### Supplied material ###

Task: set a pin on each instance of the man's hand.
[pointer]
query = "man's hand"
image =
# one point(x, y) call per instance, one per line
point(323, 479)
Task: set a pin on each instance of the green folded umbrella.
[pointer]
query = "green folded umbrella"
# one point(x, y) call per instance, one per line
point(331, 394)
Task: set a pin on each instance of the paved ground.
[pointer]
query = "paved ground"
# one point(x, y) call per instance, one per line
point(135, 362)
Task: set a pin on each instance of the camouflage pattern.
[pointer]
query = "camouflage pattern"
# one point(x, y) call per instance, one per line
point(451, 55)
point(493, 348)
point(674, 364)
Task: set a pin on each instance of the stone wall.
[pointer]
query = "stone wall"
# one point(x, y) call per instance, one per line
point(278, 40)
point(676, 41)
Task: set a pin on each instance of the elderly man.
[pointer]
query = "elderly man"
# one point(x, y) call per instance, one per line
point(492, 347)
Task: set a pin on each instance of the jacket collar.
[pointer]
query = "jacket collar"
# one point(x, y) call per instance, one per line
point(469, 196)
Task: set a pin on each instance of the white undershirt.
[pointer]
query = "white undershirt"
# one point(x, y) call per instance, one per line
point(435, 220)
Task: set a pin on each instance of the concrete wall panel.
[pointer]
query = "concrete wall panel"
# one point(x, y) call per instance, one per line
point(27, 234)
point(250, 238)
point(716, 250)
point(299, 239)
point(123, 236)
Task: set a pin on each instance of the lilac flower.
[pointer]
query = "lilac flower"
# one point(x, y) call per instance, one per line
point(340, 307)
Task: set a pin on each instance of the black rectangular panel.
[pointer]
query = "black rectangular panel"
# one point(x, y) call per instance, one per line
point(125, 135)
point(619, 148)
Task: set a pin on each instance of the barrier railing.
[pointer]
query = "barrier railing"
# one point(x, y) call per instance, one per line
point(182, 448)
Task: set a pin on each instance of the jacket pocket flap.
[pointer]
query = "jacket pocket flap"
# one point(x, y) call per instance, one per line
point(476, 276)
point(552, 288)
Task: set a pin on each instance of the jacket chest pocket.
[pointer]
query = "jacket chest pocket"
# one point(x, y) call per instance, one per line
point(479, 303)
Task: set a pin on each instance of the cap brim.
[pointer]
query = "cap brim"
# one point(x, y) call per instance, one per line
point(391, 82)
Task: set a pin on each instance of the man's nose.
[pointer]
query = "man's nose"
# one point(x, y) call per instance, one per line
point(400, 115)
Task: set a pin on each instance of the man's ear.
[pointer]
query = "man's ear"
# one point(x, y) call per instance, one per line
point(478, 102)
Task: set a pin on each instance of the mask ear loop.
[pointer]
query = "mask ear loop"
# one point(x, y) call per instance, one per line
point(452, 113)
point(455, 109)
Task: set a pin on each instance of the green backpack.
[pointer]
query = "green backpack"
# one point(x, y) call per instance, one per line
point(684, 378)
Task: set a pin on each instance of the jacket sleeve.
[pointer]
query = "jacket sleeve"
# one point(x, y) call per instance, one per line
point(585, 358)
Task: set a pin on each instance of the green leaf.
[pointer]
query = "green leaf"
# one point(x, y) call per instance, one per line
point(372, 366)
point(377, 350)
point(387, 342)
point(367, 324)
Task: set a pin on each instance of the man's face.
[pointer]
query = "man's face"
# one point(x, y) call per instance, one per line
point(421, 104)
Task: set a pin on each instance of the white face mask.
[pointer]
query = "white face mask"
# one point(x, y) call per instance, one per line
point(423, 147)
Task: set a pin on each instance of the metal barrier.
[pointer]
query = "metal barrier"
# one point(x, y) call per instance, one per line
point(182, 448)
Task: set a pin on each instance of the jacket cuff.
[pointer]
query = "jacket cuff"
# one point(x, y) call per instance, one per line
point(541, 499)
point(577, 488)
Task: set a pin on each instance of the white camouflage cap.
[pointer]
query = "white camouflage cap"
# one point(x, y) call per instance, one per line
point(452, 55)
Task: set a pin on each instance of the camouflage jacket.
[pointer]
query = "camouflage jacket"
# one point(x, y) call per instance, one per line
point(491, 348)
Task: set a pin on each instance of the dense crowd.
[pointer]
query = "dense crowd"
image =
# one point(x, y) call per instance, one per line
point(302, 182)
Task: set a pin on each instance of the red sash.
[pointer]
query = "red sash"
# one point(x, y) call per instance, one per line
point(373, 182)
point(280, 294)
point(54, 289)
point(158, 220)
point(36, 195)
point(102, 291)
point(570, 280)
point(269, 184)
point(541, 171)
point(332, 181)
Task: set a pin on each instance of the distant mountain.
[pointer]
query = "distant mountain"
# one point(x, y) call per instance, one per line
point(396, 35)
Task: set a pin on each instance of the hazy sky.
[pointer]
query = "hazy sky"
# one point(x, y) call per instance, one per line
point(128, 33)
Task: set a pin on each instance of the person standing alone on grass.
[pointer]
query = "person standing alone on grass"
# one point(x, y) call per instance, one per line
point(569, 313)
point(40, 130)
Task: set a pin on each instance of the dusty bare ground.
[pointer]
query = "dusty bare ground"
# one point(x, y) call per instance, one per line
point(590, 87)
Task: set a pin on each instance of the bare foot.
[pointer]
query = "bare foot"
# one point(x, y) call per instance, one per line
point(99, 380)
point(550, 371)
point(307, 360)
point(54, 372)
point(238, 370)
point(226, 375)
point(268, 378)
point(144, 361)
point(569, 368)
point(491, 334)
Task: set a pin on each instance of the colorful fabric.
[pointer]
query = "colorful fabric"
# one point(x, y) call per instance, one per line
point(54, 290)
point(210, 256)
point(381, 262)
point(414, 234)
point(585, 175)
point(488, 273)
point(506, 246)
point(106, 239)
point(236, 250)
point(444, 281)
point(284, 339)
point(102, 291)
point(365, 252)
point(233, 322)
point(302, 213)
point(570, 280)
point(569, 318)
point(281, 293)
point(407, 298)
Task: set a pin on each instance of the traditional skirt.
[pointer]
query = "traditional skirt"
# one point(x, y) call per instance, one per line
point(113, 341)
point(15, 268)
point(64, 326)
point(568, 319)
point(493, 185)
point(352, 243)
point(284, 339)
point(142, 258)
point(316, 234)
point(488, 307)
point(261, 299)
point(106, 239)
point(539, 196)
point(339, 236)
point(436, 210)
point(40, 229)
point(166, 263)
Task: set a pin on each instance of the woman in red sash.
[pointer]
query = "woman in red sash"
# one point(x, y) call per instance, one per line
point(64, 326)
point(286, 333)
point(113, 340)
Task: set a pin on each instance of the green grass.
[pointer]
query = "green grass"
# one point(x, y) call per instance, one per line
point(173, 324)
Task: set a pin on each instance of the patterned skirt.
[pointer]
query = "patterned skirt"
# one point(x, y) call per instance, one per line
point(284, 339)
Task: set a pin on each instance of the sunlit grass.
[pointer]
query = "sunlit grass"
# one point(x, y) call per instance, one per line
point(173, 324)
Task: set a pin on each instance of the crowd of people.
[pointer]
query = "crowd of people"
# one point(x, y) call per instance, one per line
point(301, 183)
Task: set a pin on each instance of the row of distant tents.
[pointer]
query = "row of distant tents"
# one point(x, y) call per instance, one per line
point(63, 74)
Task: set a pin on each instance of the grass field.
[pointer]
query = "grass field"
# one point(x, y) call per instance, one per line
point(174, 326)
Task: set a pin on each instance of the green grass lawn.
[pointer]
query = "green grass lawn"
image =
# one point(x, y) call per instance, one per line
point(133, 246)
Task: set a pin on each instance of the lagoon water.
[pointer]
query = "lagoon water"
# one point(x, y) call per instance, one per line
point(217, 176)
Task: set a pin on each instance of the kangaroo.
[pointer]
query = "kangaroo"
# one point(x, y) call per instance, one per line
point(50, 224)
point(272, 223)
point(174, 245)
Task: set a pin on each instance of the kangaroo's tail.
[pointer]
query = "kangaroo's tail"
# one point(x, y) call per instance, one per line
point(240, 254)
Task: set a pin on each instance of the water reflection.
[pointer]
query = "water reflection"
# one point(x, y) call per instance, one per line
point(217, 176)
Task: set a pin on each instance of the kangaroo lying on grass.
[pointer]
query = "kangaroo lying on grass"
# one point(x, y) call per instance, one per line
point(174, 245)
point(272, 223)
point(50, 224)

###

▸ **Work item**:
For each line of the entries that includes "leaf", show that line.

▸ **Task result**:
Task: set a pin on each instance of the green leaf.
query = "green leaf"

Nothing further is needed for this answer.